■ **Input data**
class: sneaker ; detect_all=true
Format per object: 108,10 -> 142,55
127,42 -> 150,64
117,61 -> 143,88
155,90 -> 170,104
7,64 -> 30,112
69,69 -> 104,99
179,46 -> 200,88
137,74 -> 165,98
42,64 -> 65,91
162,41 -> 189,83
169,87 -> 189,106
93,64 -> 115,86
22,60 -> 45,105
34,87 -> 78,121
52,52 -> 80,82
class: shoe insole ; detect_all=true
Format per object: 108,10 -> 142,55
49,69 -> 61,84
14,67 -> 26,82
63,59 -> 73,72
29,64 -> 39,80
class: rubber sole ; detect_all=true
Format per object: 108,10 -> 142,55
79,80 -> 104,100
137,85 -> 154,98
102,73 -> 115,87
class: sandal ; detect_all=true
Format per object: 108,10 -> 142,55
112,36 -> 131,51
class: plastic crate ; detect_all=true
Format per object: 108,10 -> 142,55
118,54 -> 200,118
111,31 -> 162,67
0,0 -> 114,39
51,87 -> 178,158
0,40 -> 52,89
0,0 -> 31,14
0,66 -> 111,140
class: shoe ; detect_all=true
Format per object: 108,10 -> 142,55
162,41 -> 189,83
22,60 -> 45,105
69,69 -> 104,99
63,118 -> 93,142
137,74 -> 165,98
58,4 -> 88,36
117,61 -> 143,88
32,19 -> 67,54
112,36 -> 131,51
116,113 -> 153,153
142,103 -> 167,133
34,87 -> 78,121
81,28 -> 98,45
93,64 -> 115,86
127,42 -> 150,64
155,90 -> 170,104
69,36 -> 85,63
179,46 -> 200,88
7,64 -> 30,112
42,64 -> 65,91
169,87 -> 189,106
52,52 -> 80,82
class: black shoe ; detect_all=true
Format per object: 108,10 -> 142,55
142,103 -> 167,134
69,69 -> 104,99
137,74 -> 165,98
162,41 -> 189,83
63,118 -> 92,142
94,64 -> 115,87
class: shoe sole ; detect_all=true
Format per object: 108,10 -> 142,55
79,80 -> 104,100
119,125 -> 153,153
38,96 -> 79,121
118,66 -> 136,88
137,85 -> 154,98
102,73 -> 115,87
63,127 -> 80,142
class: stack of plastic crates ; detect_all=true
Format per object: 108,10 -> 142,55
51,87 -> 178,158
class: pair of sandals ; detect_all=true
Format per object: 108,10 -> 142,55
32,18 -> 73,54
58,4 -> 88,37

■ **The problem**
Type out the whole listing above exactly.

■ **Solution to this problem**
class: sneaker ; detect_all=true
Format per object: 108,10 -> 142,55
127,42 -> 150,64
117,61 -> 143,88
155,90 -> 170,104
7,64 -> 30,112
69,69 -> 104,99
179,46 -> 200,88
137,74 -> 165,98
42,64 -> 65,91
162,41 -> 189,83
169,87 -> 189,106
93,64 -> 115,86
22,60 -> 45,105
34,87 -> 78,121
52,52 -> 80,82
class: shoe insole ; detect_all=true
Format per object: 108,10 -> 142,55
49,69 -> 61,84
14,67 -> 26,82
63,59 -> 73,72
29,64 -> 39,80
class: rubber sole ; detect_all=true
Format per object: 108,10 -> 142,55
79,80 -> 104,100
137,85 -> 154,98
102,73 -> 115,87
class: sandal ; detect_all=true
Format per object: 108,10 -> 142,55
112,36 -> 131,51
class: plastic crate ; detect_all=true
Format per object: 108,10 -> 142,55
118,54 -> 200,118
111,31 -> 162,67
0,0 -> 114,39
51,87 -> 178,158
0,40 -> 52,89
0,0 -> 31,14
0,66 -> 111,140
class: shoe ; detect_all=true
Format per object: 108,10 -> 142,55
162,41 -> 189,83
22,60 -> 45,105
69,69 -> 104,99
63,118 -> 93,142
137,74 -> 165,98
58,4 -> 88,36
117,61 -> 143,88
32,19 -> 67,54
112,36 -> 131,51
116,113 -> 153,153
142,103 -> 167,133
34,87 -> 78,121
81,28 -> 98,45
93,64 -> 115,86
127,42 -> 150,64
155,90 -> 170,104
69,36 -> 85,63
179,46 -> 200,88
7,64 -> 30,112
42,64 -> 65,91
169,87 -> 189,106
52,52 -> 80,82
class: black shoe ; detect_all=true
Format per object: 108,10 -> 142,55
142,103 -> 167,134
69,69 -> 104,99
137,74 -> 165,98
162,41 -> 189,83
63,118 -> 92,142
94,64 -> 115,87
class: shoe sole ; detect_all=true
Format per object: 108,10 -> 142,55
79,80 -> 104,100
119,125 -> 153,153
38,96 -> 79,121
118,66 -> 136,88
137,85 -> 154,98
102,73 -> 115,87
63,127 -> 80,142
class: stack of plastic crates ; detect_all=true
Format per object: 108,10 -> 142,55
51,87 -> 178,158
class: pair of sandals ; detect_all=true
Format per object: 108,10 -> 142,55
32,18 -> 73,54
58,4 -> 88,37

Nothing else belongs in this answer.